Directions: Return every line in the rows below that contains the string "deck", matching case exactly.

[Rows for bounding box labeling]
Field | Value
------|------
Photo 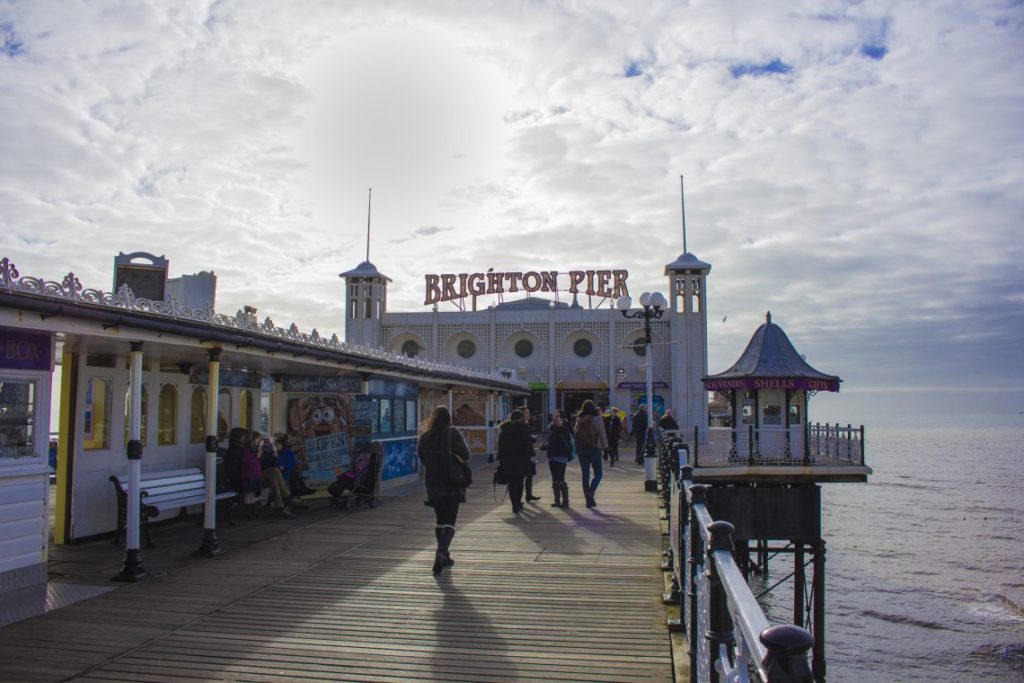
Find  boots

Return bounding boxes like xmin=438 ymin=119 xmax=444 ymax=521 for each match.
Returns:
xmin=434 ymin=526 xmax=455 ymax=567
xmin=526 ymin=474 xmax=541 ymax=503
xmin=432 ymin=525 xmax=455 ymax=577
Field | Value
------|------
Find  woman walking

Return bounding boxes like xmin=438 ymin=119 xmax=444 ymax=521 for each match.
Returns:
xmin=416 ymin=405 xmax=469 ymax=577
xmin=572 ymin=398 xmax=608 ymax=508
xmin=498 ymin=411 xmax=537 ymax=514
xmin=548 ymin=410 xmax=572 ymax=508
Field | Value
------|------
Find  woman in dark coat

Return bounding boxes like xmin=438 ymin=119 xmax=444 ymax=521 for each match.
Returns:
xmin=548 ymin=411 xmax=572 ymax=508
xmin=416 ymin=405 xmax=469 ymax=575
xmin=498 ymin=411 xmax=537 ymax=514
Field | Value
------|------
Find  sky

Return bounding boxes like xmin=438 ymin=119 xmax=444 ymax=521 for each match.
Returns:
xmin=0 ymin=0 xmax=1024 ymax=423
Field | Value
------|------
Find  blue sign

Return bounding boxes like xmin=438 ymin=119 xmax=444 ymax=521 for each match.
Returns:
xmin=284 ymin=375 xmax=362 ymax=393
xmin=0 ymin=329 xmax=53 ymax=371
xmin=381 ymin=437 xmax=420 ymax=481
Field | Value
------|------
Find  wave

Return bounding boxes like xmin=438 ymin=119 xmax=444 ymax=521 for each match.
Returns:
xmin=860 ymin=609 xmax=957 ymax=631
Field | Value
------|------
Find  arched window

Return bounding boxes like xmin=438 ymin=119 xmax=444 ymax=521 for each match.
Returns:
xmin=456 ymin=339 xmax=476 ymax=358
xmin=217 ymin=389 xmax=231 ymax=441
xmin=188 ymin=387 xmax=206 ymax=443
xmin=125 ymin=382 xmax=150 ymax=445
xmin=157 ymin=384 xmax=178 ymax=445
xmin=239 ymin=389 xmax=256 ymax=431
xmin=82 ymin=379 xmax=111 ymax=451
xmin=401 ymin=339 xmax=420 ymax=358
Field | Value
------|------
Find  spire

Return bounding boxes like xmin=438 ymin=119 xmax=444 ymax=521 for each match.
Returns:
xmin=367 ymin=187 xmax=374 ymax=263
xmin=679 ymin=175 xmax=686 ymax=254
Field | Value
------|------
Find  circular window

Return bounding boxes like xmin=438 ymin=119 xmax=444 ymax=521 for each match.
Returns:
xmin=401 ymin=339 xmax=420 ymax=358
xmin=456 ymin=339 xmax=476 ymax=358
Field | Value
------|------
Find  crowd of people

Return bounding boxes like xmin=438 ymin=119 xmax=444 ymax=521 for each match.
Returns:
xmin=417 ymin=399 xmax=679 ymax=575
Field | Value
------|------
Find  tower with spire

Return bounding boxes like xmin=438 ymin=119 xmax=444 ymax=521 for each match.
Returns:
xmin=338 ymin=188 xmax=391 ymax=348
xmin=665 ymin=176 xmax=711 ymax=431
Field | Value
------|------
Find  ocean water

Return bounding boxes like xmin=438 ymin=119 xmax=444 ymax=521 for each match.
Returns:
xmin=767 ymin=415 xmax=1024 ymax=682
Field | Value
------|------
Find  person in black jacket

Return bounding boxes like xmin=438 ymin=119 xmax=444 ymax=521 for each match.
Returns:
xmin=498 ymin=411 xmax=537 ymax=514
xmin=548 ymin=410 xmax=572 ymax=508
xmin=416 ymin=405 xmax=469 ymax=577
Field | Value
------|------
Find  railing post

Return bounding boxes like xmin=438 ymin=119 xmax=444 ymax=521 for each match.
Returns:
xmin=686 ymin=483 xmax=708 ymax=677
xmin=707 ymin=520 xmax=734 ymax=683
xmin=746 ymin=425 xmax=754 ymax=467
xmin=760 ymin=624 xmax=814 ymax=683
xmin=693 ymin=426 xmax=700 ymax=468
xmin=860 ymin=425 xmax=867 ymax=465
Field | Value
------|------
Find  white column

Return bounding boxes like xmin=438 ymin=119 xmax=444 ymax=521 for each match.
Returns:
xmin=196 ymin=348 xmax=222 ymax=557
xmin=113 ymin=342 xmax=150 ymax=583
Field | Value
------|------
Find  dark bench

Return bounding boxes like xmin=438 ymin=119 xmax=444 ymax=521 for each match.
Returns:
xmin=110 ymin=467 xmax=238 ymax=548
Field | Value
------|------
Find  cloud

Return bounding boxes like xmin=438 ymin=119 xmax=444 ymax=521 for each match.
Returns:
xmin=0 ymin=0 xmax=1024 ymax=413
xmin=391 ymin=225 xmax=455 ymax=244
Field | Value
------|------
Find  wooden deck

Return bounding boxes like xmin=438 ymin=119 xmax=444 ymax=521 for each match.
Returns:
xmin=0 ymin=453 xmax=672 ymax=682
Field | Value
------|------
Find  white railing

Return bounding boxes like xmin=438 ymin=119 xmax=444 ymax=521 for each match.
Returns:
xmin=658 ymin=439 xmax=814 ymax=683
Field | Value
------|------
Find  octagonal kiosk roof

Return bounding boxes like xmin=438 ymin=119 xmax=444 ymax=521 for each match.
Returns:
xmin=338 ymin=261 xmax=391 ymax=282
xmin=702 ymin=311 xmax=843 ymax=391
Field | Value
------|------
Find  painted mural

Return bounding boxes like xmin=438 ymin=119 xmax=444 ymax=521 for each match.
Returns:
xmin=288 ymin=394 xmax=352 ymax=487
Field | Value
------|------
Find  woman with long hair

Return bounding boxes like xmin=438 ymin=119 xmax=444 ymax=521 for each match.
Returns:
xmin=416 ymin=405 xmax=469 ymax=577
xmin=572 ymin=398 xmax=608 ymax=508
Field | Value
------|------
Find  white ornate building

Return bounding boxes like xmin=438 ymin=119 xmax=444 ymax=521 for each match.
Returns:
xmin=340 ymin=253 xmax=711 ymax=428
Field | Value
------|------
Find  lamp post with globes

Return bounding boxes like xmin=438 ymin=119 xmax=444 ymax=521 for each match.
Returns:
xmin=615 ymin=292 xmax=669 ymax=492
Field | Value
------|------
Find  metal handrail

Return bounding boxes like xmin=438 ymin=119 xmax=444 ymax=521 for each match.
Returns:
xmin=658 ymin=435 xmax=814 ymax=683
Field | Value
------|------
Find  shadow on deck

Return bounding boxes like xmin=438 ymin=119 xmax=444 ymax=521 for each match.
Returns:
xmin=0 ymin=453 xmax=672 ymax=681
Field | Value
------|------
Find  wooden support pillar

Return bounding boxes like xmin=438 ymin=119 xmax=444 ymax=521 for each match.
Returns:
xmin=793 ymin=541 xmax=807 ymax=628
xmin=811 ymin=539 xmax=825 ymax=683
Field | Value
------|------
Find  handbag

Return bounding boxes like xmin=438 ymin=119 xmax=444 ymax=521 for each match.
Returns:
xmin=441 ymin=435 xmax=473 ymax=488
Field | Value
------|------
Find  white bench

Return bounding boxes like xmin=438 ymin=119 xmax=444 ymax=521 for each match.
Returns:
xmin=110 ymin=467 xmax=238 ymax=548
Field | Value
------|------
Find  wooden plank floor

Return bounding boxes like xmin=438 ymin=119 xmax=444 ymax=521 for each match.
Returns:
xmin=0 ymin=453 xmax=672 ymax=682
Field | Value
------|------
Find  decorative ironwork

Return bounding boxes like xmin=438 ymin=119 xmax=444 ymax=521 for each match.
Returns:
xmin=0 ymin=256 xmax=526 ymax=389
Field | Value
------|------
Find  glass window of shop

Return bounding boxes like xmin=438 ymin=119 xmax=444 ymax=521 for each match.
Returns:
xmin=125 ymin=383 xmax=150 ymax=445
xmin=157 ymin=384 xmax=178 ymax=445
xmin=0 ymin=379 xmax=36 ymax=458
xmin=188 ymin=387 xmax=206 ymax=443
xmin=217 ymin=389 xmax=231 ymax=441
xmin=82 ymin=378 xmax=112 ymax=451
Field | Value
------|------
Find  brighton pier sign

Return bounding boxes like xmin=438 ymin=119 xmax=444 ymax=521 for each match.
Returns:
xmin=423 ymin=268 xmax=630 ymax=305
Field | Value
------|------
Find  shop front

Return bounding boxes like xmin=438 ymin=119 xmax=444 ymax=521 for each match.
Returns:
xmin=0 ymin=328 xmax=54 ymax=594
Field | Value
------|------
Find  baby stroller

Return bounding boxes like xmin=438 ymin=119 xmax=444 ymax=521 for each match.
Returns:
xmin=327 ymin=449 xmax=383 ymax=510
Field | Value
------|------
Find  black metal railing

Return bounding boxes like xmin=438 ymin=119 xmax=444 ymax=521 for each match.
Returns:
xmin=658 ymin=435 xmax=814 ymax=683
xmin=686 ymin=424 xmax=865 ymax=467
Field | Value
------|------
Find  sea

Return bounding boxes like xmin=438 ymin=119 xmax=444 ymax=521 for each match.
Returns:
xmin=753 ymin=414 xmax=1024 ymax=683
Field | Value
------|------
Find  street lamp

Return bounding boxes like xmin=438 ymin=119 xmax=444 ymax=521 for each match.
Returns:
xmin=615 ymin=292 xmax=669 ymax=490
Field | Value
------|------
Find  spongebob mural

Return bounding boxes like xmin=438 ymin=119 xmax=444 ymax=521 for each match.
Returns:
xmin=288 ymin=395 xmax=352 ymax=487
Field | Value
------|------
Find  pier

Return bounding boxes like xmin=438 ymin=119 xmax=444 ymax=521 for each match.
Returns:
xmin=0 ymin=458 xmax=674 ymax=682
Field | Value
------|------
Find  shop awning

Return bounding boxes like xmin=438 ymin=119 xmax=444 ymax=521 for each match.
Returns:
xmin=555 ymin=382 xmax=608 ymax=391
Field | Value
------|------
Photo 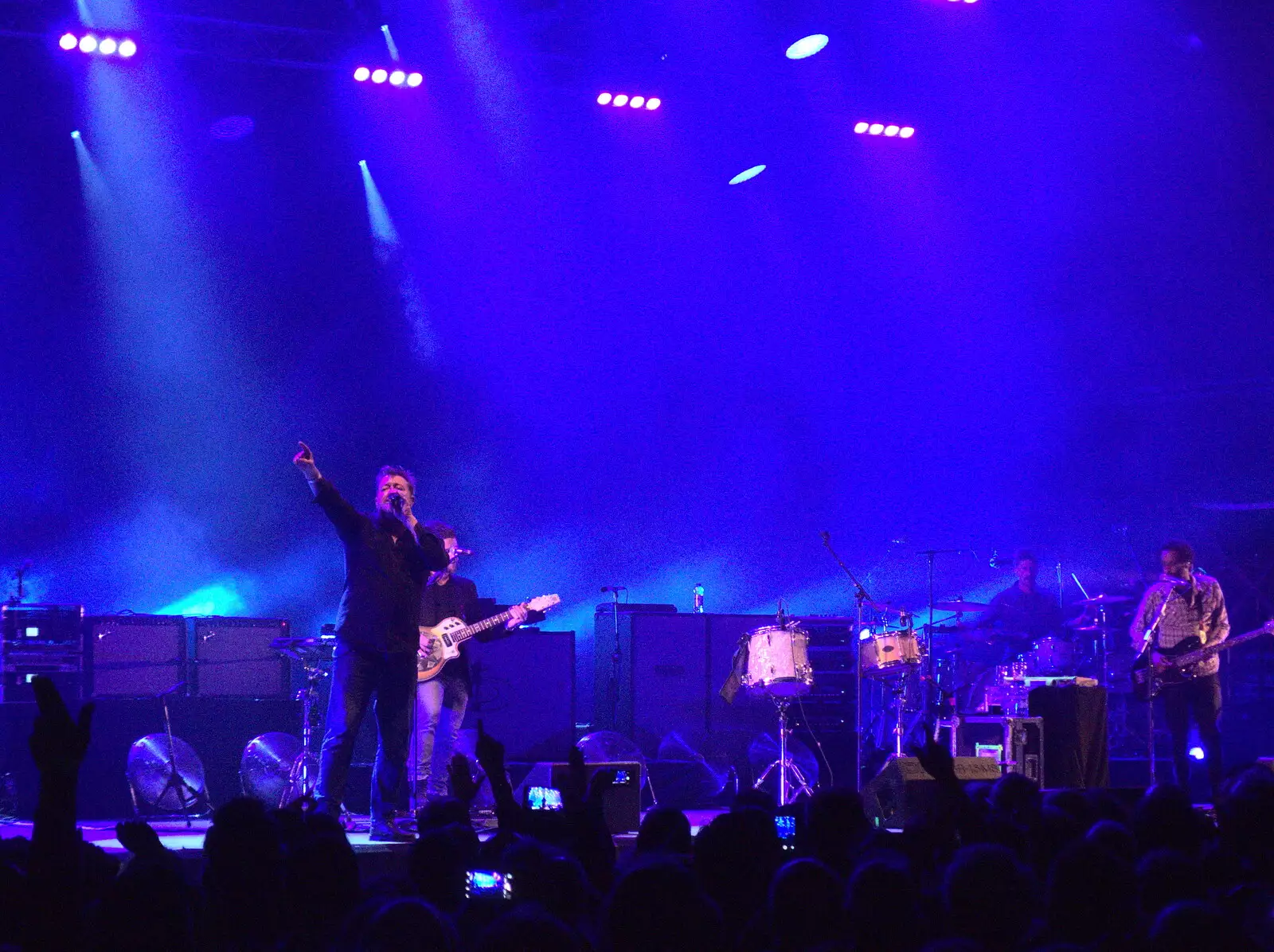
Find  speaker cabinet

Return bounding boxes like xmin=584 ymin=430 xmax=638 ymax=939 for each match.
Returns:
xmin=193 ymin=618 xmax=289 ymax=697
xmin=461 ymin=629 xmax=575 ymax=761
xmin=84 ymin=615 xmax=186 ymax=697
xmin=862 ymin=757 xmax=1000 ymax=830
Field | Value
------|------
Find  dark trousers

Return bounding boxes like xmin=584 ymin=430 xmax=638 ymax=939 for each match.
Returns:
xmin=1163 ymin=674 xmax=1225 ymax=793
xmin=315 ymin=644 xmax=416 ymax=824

Result:
Find  wooden deck
Find  shadow on deck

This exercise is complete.